GOAL OF THE EXERCISE: The listing is to be repeated exactly, and its pictures are to be left out.

=== Begin Enclosure ===

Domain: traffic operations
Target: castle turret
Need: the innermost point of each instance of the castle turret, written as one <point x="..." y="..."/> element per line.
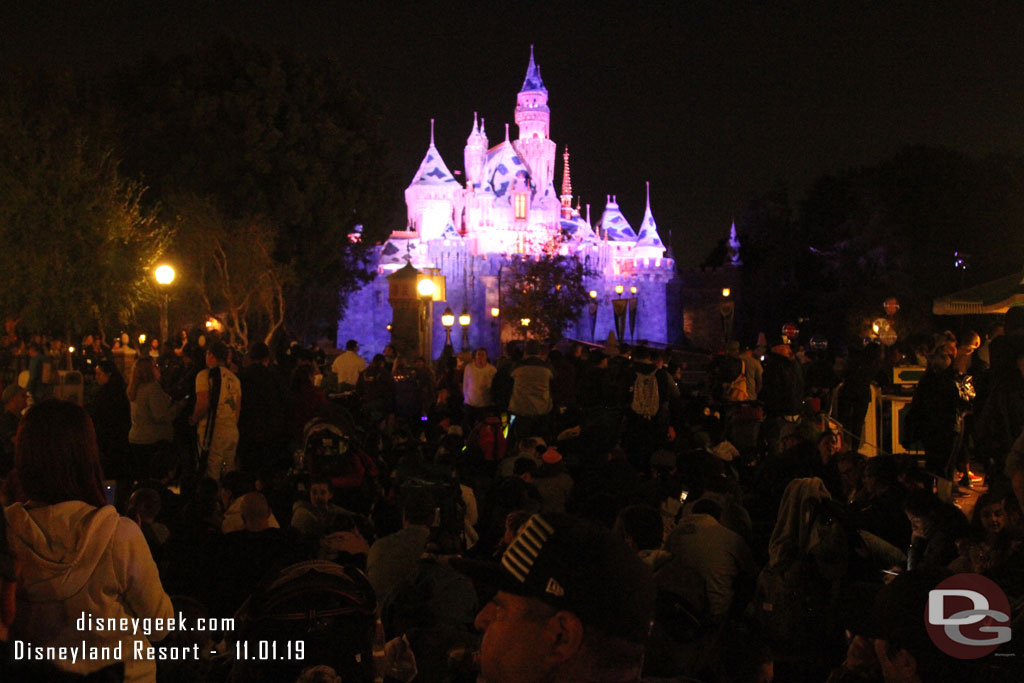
<point x="649" y="243"/>
<point x="534" y="119"/>
<point x="475" y="155"/>
<point x="734" y="258"/>
<point x="434" y="197"/>
<point x="531" y="113"/>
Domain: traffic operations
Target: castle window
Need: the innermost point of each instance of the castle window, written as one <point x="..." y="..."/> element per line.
<point x="520" y="206"/>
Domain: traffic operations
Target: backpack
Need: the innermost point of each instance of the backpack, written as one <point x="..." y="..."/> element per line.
<point x="645" y="399"/>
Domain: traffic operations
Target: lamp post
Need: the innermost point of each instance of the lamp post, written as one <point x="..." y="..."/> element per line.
<point x="464" y="322"/>
<point x="592" y="308"/>
<point x="164" y="274"/>
<point x="448" y="319"/>
<point x="727" y="309"/>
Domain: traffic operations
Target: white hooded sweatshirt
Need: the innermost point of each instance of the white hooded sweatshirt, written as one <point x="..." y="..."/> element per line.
<point x="78" y="559"/>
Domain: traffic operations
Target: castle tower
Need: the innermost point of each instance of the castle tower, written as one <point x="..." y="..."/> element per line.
<point x="734" y="258"/>
<point x="434" y="197"/>
<point x="566" y="196"/>
<point x="534" y="119"/>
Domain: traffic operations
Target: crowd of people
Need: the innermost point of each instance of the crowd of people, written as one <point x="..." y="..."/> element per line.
<point x="561" y="513"/>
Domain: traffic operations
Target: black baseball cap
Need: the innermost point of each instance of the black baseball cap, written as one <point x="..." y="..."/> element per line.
<point x="574" y="565"/>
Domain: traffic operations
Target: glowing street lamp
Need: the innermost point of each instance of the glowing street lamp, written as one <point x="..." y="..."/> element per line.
<point x="164" y="274"/>
<point x="448" y="319"/>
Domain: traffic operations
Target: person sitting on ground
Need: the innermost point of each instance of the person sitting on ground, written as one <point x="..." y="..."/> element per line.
<point x="232" y="488"/>
<point x="143" y="506"/>
<point x="719" y="555"/>
<point x="936" y="526"/>
<point x="394" y="556"/>
<point x="312" y="517"/>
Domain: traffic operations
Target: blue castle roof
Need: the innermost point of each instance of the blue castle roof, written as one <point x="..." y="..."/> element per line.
<point x="532" y="82"/>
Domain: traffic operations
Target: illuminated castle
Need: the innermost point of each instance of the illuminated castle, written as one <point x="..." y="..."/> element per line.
<point x="507" y="209"/>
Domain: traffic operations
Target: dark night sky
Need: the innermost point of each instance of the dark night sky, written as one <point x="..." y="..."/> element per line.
<point x="712" y="101"/>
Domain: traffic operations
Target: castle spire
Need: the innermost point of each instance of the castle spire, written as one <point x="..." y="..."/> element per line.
<point x="734" y="258"/>
<point x="566" y="196"/>
<point x="532" y="82"/>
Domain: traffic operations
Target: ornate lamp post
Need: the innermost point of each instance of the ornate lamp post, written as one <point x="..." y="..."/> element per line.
<point x="448" y="319"/>
<point x="464" y="322"/>
<point x="164" y="274"/>
<point x="727" y="309"/>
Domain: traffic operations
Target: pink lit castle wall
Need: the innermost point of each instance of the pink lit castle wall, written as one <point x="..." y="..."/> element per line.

=== End Enclosure ===

ANSWER SPACE:
Domain: traffic operations
Target: castle turret
Need: the innermost point of each instance of the castle turret, written as one <point x="..." y="..."/> element per line.
<point x="649" y="243"/>
<point x="534" y="119"/>
<point x="475" y="155"/>
<point x="734" y="258"/>
<point x="434" y="197"/>
<point x="531" y="113"/>
Domain: traffic operations
Target: castle window
Need: the innermost point of each instance of the castle window, written as one <point x="..." y="..."/> element per line.
<point x="520" y="206"/>
Domain: traffic operations
Target: backpack
Need: the innermost point of each instance of the backpack, written as one <point x="..." y="..."/> element per line.
<point x="645" y="399"/>
Domain: traffic operations
Target: lamp post
Need: the innermost point of each instance of the lamp post, written as one <point x="..." y="..."/> element per line.
<point x="464" y="322"/>
<point x="592" y="308"/>
<point x="164" y="274"/>
<point x="448" y="319"/>
<point x="727" y="309"/>
Domain: traffic operations
Target: white hooded sweatshirt
Need: the innermost point of each instance of the white hooded sweatshirt, written as one <point x="..." y="..."/> element per line.
<point x="78" y="559"/>
Domain: traffic operations
Target: castle tower
Need: the innermost point of each instance of the castle tower, written as one <point x="..." y="..."/> element per line.
<point x="734" y="258"/>
<point x="434" y="197"/>
<point x="566" y="196"/>
<point x="534" y="119"/>
Domain: traffic operations
Target: crowd of people
Need: the innermost point of each instance of the crowd of people, written as one <point x="..." y="..."/> element per line.
<point x="561" y="513"/>
Domain: traffic operations
Target: black baseball cap
Need: the innermost point of each instance of the black baseball cap, written as one <point x="..." y="..."/> element per line.
<point x="574" y="565"/>
Domain: traffic operations
Target: glowing street lamp
Need: the innermost point of each instance of the glowing street lamp, written as one <point x="..." y="..."/> element per line.
<point x="164" y="274"/>
<point x="448" y="319"/>
Domain: traffic operations
Target: person sitting on ground
Need: the innermost point of each instance of the person sitting on ground, written as one <point x="..." y="..."/> element per line.
<point x="232" y="488"/>
<point x="143" y="506"/>
<point x="719" y="555"/>
<point x="936" y="526"/>
<point x="394" y="556"/>
<point x="312" y="517"/>
Domain: traffic operations
Target: blue castle roof
Need: the innermost point of each instance of the blue castle roof, written as one <point x="..." y="..."/> element per line.
<point x="532" y="82"/>
Domain: traffic operations
Target: illuminated castle
Need: the innermost point of each instance of the illuminated castle, written as one <point x="..." y="..."/> element per line.
<point x="507" y="209"/>
Domain: traffic operations
Target: dark night sky
Need: the innermost point of each instance of the dark night sky, written as one <point x="..." y="..."/> element per line.
<point x="712" y="101"/>
Domain: traffic operations
Target: castle spire
Need: the innermost point of each instance of the castle spire, written as one <point x="..." y="..."/> element per line.
<point x="734" y="258"/>
<point x="566" y="196"/>
<point x="532" y="82"/>
Domain: traffic operations
Target: ornate lamp post
Need: the innermost point of each instance of the ornate lamp post, written as one <point x="..." y="..."/> element per line.
<point x="448" y="319"/>
<point x="464" y="322"/>
<point x="164" y="274"/>
<point x="727" y="309"/>
Domain: traffic operations
Target: pink lit castle wall
Need: the innermost point of each instance of the pink lit castle wall, written as one <point x="..." y="..."/> element per line.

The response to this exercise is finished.